[Items listed in a dataset]:
== Segment start ==
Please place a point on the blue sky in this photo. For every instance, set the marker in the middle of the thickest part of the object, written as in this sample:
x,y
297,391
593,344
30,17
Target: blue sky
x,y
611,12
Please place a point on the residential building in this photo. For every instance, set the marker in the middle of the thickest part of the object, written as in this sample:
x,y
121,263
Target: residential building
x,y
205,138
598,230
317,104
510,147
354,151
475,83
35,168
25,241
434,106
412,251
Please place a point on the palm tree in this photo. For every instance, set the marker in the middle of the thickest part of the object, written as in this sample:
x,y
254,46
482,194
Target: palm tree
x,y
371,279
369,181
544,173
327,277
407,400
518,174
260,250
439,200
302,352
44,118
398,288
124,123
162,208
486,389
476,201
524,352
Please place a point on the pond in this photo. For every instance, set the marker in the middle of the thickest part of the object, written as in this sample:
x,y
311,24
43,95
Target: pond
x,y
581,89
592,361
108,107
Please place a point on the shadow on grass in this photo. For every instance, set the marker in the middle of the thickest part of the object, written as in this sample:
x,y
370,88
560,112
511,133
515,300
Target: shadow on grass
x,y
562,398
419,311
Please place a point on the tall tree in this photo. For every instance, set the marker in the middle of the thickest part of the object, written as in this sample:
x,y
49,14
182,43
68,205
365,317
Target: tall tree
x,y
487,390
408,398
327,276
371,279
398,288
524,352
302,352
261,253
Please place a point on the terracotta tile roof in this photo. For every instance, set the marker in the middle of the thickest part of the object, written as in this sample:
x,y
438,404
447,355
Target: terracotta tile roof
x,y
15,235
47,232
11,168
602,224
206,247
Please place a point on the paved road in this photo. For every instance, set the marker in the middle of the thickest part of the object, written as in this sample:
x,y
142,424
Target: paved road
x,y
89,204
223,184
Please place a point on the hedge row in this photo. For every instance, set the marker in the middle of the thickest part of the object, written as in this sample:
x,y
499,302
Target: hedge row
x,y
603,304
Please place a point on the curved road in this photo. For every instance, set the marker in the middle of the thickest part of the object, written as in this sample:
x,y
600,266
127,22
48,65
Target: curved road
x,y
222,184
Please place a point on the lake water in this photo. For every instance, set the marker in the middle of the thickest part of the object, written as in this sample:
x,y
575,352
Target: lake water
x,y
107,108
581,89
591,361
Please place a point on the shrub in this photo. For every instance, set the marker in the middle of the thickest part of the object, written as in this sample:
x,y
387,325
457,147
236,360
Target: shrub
== Segment end ==
[Directions]: In full and without deviation, reproduce the entries above.

[Exercise answer]:
Please place a point on the blue sky in this photo. For every instance, set the marker in the middle of the thickest part of the object, written as in this sample:
x,y
297,391
593,344
30,17
Target: blue sky
x,y
611,12
Please place a point on the residential building in this photo. For every instance, set the marker in the middle of the thickest part of the object, written as in this sample:
x,y
121,263
Target: residential building
x,y
205,138
598,230
317,104
510,147
354,151
475,83
35,168
25,241
434,106
412,251
Please place a point on the palm tree in this photo. For every instance, set the marker in the middle of the thickest part of the object, written as in this sample:
x,y
254,46
482,194
Target: palm tree
x,y
371,279
369,181
544,173
327,277
407,400
518,174
260,250
439,200
302,352
44,118
398,288
124,123
162,208
486,389
476,201
524,352
Please place a point on the pond in this photo. For every instance, set the marker in the middle of the thickest part of the object, written as in this sample:
x,y
311,24
43,95
Target: pond
x,y
581,89
592,361
108,107
Please place a point on the shadow on grass in this photo. For every instance, set the marker in the middle of the thickest part of the object, written as in this sample:
x,y
370,88
560,112
511,133
515,300
Target: shadow on grass
x,y
562,398
419,311
Please place a point on the tall tree in this photo. For every instance, set the marker in the middle of the thickest part of the object, written as in this sample:
x,y
49,14
182,43
68,205
365,317
Target: tall tree
x,y
487,390
408,398
327,276
371,279
398,288
524,352
302,352
261,253
Please place a point on the terracotta tile roof in this photo. For every instance, set the marker in the middle of the thickest part of the object, written as in this sample:
x,y
438,404
447,355
Target: terracotta tile roof
x,y
15,235
47,232
11,168
602,224
206,247
Please place a point on the paved road in this photo. For every instance, set the marker in the middle of the thickest part of the object, written as in this sample:
x,y
142,424
Target: paved road
x,y
89,204
223,184
Please place a point on the hedge row in this photo. For every instance, set the marker in the middle of the thickest part of the object, written as in this sample:
x,y
499,302
Target: hedge row
x,y
603,304
Please place a point on the curved road in this photo. For every instance, set the marker in the middle of the thickest part of the object, written as in this sample:
x,y
600,266
127,22
48,65
Target: curved road
x,y
222,184
Please place a point on the lake water in this photo. For every instance, set the marker in the middle of the thickest part of the object, written as in this sample:
x,y
575,352
Target: lake water
x,y
107,108
581,89
591,361
Please place a point on the shrub in this photo. For every instance, set the marker in the middle of the thickest part of the object, written as in this sample:
x,y
387,325
457,147
236,360
Target: shrub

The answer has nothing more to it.